A composting toilet treats waste for reuse. The toilet not only benefits the environment but also helps lessen or eliminate the user's water, rubbish collection and sewer bill. Numerous brands of composting toilets work as a full-service compost bin to compost all human waste, vegetables and even outdoor garden clippings in one convenient location.
In the 1960s, Scandinavia invented the first commercial composting toilet. Prior to the invention, the composting toilet concept had been explored by designers as early as the mid 1800's, but the idea never took hold. Shortly after the Scandinavia company began to market the toilets, Canada and Australia followed suit, and by the 1970s, the idea of composting toilets had taken hold.
Composting toilets reduce excessive sewage that often reaches lakes, rivers and the ocean. Most require little to no water to decompose the waste, so the overuse of water is greatly reduced. Composting toilets work well in rural areas where septic systems are unavailable. They help to reduce the excessive rubbish at local landfills by composting not only human waste but also yard debris and kitchen waste.

Exercise data →
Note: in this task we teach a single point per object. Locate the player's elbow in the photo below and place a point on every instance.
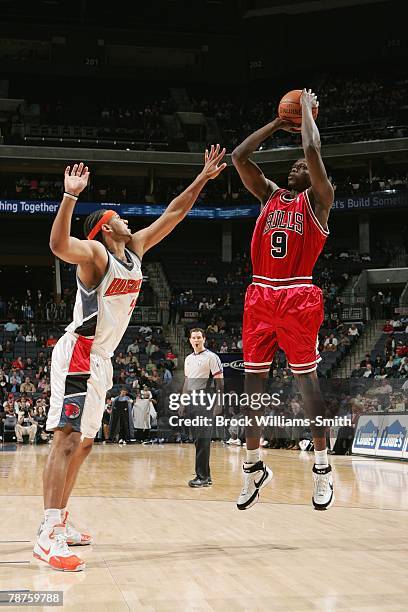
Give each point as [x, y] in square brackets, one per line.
[313, 147]
[237, 156]
[57, 248]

Activity 1 →
List every bill that the passage on composting toilets says the toilet can help lessen or eliminate.
Activity 2 →
Answer these questions using the passage on composting toilets:
(a) Where was the first commercial composting toilet invented?
(b) By which decade had the idea of composting toilets taken hold?
(c) In what kind of area do composting toilets work well?
Activity 3 →
Extend the passage on composting toilets beyond its final sentence.

Task answer 1 →
Water bill
Rubbish collection bill
Sewer bill

Task answer 2 →
(a) Scandinavia
(b) The 1970s
(c) Rural areas where septic systems are unavailable

Task answer 3 →
The composting toilet functions by removing liquid from the byproduct and composting the remainder. It is estimated that 90 percent of all waste a toilet receives is water, according to the Lets Go Green website. The water is evaporated from the waste through a vent system. The remaining waste is decomposed through an aerobic system.
The compost created by the toilet must be removed and disposed of. In the United States, the compost must be buried or removed by a state licensed septage hauler, according to the Environmental Protection Agency (EPA). The removed product should be pathogen free if the compost toilet was installed correctly and maintained.
Aerobic decomposition is achieved a number of ways, depending on the toilet system being utilized. Many units offer a heating eliminate to heat the waste and speed up decomposition. Other systems have tongs that mix the product. Decomposition worms are often utilized. Injections of air can also speed up decomposition.